- **Assigned task**
In the data below, find each line carrying the string "exact" and copy it out.

- **Data provided**

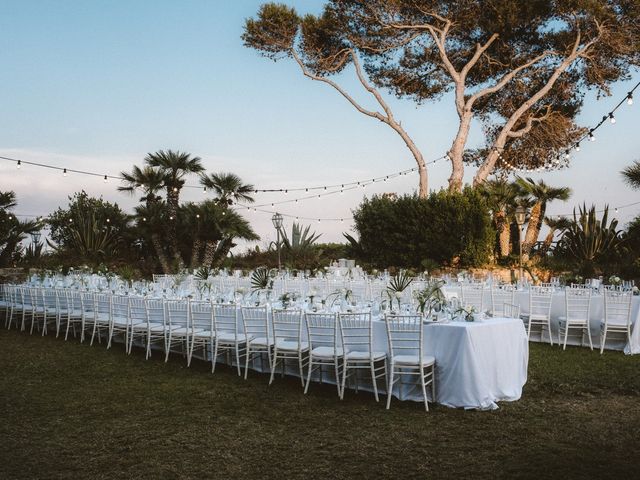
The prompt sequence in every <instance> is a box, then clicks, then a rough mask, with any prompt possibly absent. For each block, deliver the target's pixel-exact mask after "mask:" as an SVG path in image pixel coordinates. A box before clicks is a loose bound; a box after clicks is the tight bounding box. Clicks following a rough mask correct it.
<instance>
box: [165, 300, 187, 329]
mask: <svg viewBox="0 0 640 480" xmlns="http://www.w3.org/2000/svg"><path fill="white" fill-rule="evenodd" d="M167 318H168V321H169V325H170V326H172V327H176V326H177V327H182V328H189V301H188V300H169V301H167Z"/></svg>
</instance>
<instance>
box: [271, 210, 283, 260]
mask: <svg viewBox="0 0 640 480" xmlns="http://www.w3.org/2000/svg"><path fill="white" fill-rule="evenodd" d="M271 221H272V222H273V226H274V227H275V229H276V233H277V235H278V237H277V238H278V239H277V241H276V247H277V248H278V271H280V270H281V268H282V263H281V262H280V229H281V228H282V215H280V214H279V213H277V212H276V213H275V214H274V215H273V217H271Z"/></svg>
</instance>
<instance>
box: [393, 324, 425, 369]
mask: <svg viewBox="0 0 640 480" xmlns="http://www.w3.org/2000/svg"><path fill="white" fill-rule="evenodd" d="M422 320H423V318H422V315H389V314H387V315H385V323H386V325H387V337H388V339H389V353H390V354H391V356H397V355H418V358H419V360H420V361H421V360H422V344H423V340H424V333H423V326H422V325H423V324H422Z"/></svg>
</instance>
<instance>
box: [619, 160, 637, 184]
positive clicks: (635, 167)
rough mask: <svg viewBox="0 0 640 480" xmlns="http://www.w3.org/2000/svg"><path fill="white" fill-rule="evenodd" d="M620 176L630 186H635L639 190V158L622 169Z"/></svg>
mask: <svg viewBox="0 0 640 480" xmlns="http://www.w3.org/2000/svg"><path fill="white" fill-rule="evenodd" d="M621 173H622V176H623V177H624V181H625V182H627V184H628V185H629V186H630V187H631V188H636V189H639V190H640V160H636V161H635V162H633V163H632V164H631V165H629V166H628V167H627V168H625V169H624V170H622V172H621Z"/></svg>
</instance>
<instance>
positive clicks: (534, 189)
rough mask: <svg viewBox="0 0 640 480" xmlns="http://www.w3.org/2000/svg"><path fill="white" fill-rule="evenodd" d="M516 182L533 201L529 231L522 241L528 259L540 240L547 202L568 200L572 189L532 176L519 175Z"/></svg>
mask: <svg viewBox="0 0 640 480" xmlns="http://www.w3.org/2000/svg"><path fill="white" fill-rule="evenodd" d="M516 182H517V184H518V185H519V186H520V188H522V191H523V194H525V195H526V196H528V197H529V198H530V199H531V200H532V201H533V207H532V208H531V212H530V214H529V224H528V225H527V233H526V234H525V237H524V241H523V242H522V255H523V256H524V258H525V259H527V258H528V257H529V253H530V252H531V249H532V248H533V246H534V245H535V243H536V242H537V241H538V235H539V234H540V228H541V227H542V220H543V219H544V217H545V213H546V211H547V203H548V202H552V201H553V200H563V201H567V200H568V199H569V197H571V189H570V188H569V187H552V186H550V185H547V184H546V183H544V181H543V180H539V181H538V182H537V183H536V182H535V181H534V180H533V179H532V178H526V179H524V178H522V177H518V178H517V180H516Z"/></svg>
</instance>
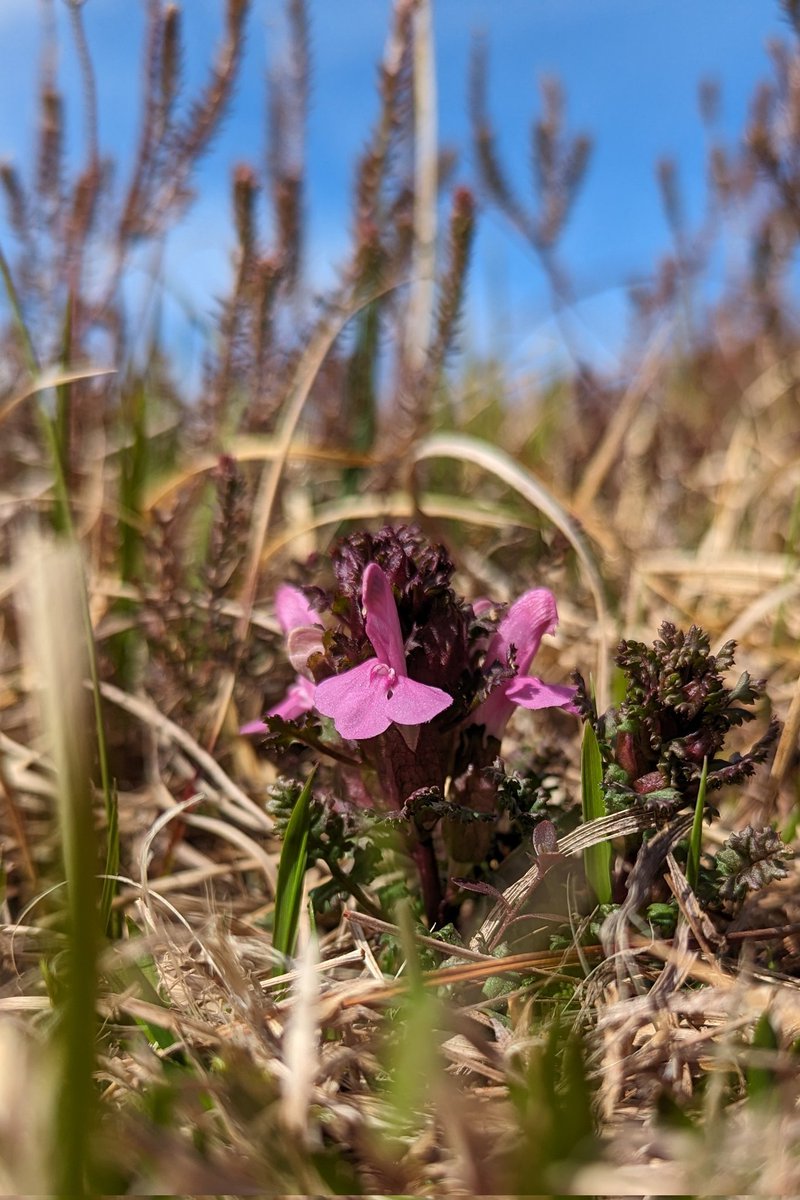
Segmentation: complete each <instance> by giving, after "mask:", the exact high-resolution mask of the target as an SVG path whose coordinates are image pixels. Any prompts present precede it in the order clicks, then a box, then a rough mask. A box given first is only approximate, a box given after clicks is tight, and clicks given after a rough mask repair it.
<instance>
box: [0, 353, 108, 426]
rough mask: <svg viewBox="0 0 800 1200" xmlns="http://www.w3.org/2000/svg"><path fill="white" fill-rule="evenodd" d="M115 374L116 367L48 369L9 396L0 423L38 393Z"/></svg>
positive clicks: (85, 367) (5, 405)
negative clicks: (87, 380)
mask: <svg viewBox="0 0 800 1200" xmlns="http://www.w3.org/2000/svg"><path fill="white" fill-rule="evenodd" d="M107 374H116V367H91V366H86V367H74V368H73V370H71V371H65V370H64V367H61V366H54V367H48V368H47V370H44V371H42V372H40V373H37V374H36V376H35V377H34V378H32V379H31V380H30V382H29V383H26V384H24V386H22V388H20V389H19V391H16V392H14V394H13V396H11V397H10V398H8V400H7V401H6V403H5V404H4V406H2V408H0V422H2V421H5V420H6V418H8V416H11V414H12V413H13V410H14V408H17V407H18V406H19V404H22V403H23V402H24V401H26V400H30V397H31V396H36V395H37V394H38V392H40V391H50V389H52V388H62V386H64V385H65V384H68V383H79V382H80V380H82V379H96V378H97V377H100V376H107Z"/></svg>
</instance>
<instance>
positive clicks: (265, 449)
mask: <svg viewBox="0 0 800 1200" xmlns="http://www.w3.org/2000/svg"><path fill="white" fill-rule="evenodd" d="M225 452H228V454H229V455H230V456H231V457H233V458H235V460H236V462H275V461H276V460H277V458H278V457H281V456H282V455H283V463H284V464H285V463H287V462H315V463H331V464H332V466H335V467H374V466H375V464H377V463H378V460H377V458H375V457H374V455H366V454H353V452H350V451H349V450H348V451H345V450H325V449H324V448H320V446H313V445H309V444H307V443H303V442H293V443H291V444H290V445H289V446H288V448H287V449H284V448H282V446H281V445H279V444H278V442H277V439H276V438H273V437H272V436H269V437H258V436H257V434H242V436H241V437H235V438H231V439H230V440H229V442H227V443H225ZM218 464H219V455H218V454H204V455H200V456H199V457H198V458H196V460H194V461H193V462H190V463H187V466H186V467H185V468H184V469H182V470H179V472H176V473H175V474H172V475H167V476H166V478H164V479H161V480H158V481H157V482H156V484H154V485H152V486H151V487H150V490H149V492H148V494H146V496H145V499H144V504H143V511H144V512H150V511H151V510H152V509H157V508H158V505H160V504H163V503H164V500H168V499H170V498H172V497H173V496H174V494H175V493H176V492H180V490H181V488H182V487H185V486H186V485H187V484H191V482H192V481H193V480H196V479H197V478H198V476H199V475H206V474H209V472H211V470H213V469H215V467H217V466H218Z"/></svg>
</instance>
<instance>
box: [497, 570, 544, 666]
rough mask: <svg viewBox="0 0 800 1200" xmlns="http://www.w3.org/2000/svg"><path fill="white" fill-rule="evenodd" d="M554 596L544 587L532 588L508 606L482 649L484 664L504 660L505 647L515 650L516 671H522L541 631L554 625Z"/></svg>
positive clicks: (533, 658) (540, 633) (540, 636)
mask: <svg viewBox="0 0 800 1200" xmlns="http://www.w3.org/2000/svg"><path fill="white" fill-rule="evenodd" d="M558 619H559V618H558V610H557V607H555V596H554V595H553V593H552V592H551V590H549V589H548V588H534V589H533V590H531V592H525V593H524V595H522V596H519V599H518V600H517V601H516V602H515V604H512V605H511V608H510V610H509V612H507V613H506V616H505V617H504V618H503V620H501V622H500V624H499V626H498V631H497V634H495V635H494V637H493V638H492V641H491V642H489V648H488V650H487V652H486V664H487V666H491V665H492V662H495V661H499V662H505V660H506V658H507V654H509V648H510V647H511V646H512V644H513V646H515V647H516V650H517V671H518V672H519V673H521V674H522V673H524V672H525V671H527V670H528V667H529V666H530V664H531V662H533V660H534V655H535V654H536V650H537V649H539V644H540V642H541V640H542V636H543V635H545V634H553V632H555V626H557V625H558Z"/></svg>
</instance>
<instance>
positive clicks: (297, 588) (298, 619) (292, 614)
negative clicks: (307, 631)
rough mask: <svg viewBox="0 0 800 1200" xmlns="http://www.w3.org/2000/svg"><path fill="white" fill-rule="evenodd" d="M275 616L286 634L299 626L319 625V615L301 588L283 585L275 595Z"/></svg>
mask: <svg viewBox="0 0 800 1200" xmlns="http://www.w3.org/2000/svg"><path fill="white" fill-rule="evenodd" d="M275 616H276V617H277V618H278V624H279V626H281V629H282V630H283V632H284V634H288V632H289V631H290V630H293V629H297V626H299V625H319V624H320V620H319V613H318V612H314V610H313V608H312V607H311V605H309V604H308V601H307V600H306V596H305V595H303V593H302V592H301V590H300V588H293V587H291V584H290V583H282V584H281V587H279V588H278V589H277V592H276V593H275Z"/></svg>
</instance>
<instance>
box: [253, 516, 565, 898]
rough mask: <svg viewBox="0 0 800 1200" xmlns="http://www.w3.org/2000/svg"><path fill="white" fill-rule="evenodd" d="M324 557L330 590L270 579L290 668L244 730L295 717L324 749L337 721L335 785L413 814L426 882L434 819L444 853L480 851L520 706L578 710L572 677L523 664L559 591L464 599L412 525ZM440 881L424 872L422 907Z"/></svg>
mask: <svg viewBox="0 0 800 1200" xmlns="http://www.w3.org/2000/svg"><path fill="white" fill-rule="evenodd" d="M331 568H332V574H333V586H332V587H330V588H327V589H325V588H321V587H312V586H307V587H305V588H303V589H302V590H301V589H299V588H295V587H290V586H289V584H283V586H282V587H281V588H278V590H277V594H276V614H277V619H278V622H279V624H281V628H282V630H283V632H284V635H285V640H287V652H288V656H289V660H290V661H291V664H293V666H294V668H295V671H296V677H295V680H294V683H293V684H291V685H290V688H289V690H288V692H287V694H285V696H284V697H283V698H282V700H281V702H279V703H277V704H275V706H273V707H272V708H271V709H270V710H269V712H267V713H266V714H265V716H264V720H263V721H253V722H251V724H248V725H245V726H243V728H242V732H245V733H267V734H275V733H277V734H279V736H282V737H284V738H285V737H287V722H299V724H297V725H295V726H293V728H295V730H296V732H297V737H301V736H302V738H303V739H305V740H311V742H313V744H315V745H318V746H319V748H325V746H329V748H330V746H331V745H332V744H331V742H330V736H331V733H332V732H333V730H335V731H336V734H338V738H341V739H342V740H343V742H344V743H345V745H344V746H342V748H341V750H339V751H337V752H338V754H339V757H341V758H342V757H345V758H347V760H348V761H349V762H353V763H355V764H357V769H355V770H350V772H349V773H348V772H347V770H345V772H343V773H342V779H341V784H342V787H343V788H345V790H349V793H350V797H351V800H353V802H354V803H355V804H359V805H365V804H366V805H369V806H372V808H375V809H378V810H383V811H385V812H389V814H393V815H395V816H396V817H404V818H407V820H408V822H409V828H410V836H411V840H413V842H414V846H413V850H414V853H415V856H416V857H417V865H419V866H420V874H421V876H422V882H423V892H425V890H426V883H425V865H423V863H422V858H423V857H425V856H426V854H428V858H431V857H432V852H429V853H428V851H429V844H431V839H432V833H433V828H434V826H437V824H438V823H439V821H441V826H440V828H441V833H443V838H444V841H445V844H446V846H447V851H449V854H450V859H451V866H453V864H464V863H467V864H469V863H477V862H481V860H482V858H483V857H485V854H486V851H487V847H488V844H489V840H491V836H492V826H493V823H497V818H498V817H499V812H500V806H499V804H498V794H497V792H498V782H497V772H493V770H492V766H493V763H494V762H495V758H497V756H498V752H499V749H500V740H501V738H503V734H504V732H505V728H506V725H507V722H509V720H510V718H511V715H512V714H513V712H515V709H516V708H517V707H522V708H529V709H542V708H560V709H564V710H566V712H569V713H575V712H577V709H576V707H575V702H573V697H575V691H576V689H575V688H571V686H564V685H560V684H551V683H546V682H545V680H542V679H541V678H539V677H537V676H534V674H531V673H530V666H531V662H533V660H534V656H535V655H536V652H537V650H539V647H540V643H541V641H542V637H543V636H545V635H546V634H552V632H554V631H555V628H557V625H558V611H557V606H555V598H554V596H553V594H552V593H551V592H549V590H548V589H547V588H535V589H533V590H530V592H525V593H524V594H523V595H522V596H521V598H519V599H518V600H517V601H516V602H515V604H512V605H511V606H510V607H509V608H507V611H504V607H503V606H500V605H494V604H493V602H492V601H491V600H487V599H483V600H479V601H476V602H475V604H474V605H473V604H469V602H468V601H467V600H465V599H464V598H462V596H459V595H458V594H457V593H456V592H455V590H453V588H452V586H451V581H452V576H453V572H455V568H453V564H452V562H451V560H450V558H449V557H447V554H446V552H445V550H444V548H443V547H441V546H434V545H431V544H429V542H428V541H427V540H426V539H425V536H423V535H422V533H421V532H420V530H419V529H416V528H414V527H399V528H391V527H386V528H384V529H380V530H379V532H378V533H374V534H371V533H365V532H360V533H356V534H353V535H350V536H349V538H345V539H343V540H342V541H341V542H339V544H338V546H337V547H336V548H335V550H333V552H332V554H331ZM329 722H332V727H333V730H331V725H330V724H329ZM289 733H290V731H289ZM365 768H366V769H365ZM426 847H428V850H426ZM428 866H429V868H431V870H433V869H434V868H433V865H432V864H431V863H428ZM437 888H438V884H434V883H433V882H431V881H429V896H428V900H429V902H427V907H428V912H429V913H431V912H433V911H434V908H435V905H434V901H433V899H432V896H433V895H434V894H435V892H437Z"/></svg>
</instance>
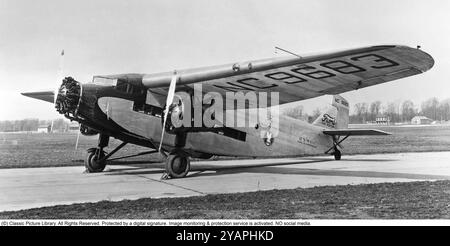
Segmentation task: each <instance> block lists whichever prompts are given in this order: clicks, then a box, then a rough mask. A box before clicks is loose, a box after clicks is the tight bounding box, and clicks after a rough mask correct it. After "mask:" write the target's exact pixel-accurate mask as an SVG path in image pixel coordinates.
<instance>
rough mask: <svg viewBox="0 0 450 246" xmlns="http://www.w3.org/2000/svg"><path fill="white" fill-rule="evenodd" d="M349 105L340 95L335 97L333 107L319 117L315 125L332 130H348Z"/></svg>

- **Answer space**
The prompt sequence in every <instance> is a box, then clicks, then a rough mask, with any prompt possibly absent. For each block, deliver the target's pixel-exact mask after "mask:" as an SVG path in image pixel coordinates. A box before clicks is a loose bound; a box after clicks is the tight bounding box. Clicks following a rough mask correct it.
Segmentation: complete each <instance> by giving, after "mask:", the exact high-resolution mask of the target as an SVG path whose coordinates are image pixels. Any prompts present precede it in the order clicks, then a box, then a rough mask. A box given first is only approximate, a box given after clicks is tight, and clicks given after a rough mask repair it.
Segmentation task: each <instance> block lists whichever prompts are given in this order: clicks, then a box, then a rough mask. A box before clicks is loose, a box after clicks is the tight bounding box, and clicks after a rough mask correct it. After "mask:" write the target's exact pixel-accurate mask as an SVG path in image pixel coordinates.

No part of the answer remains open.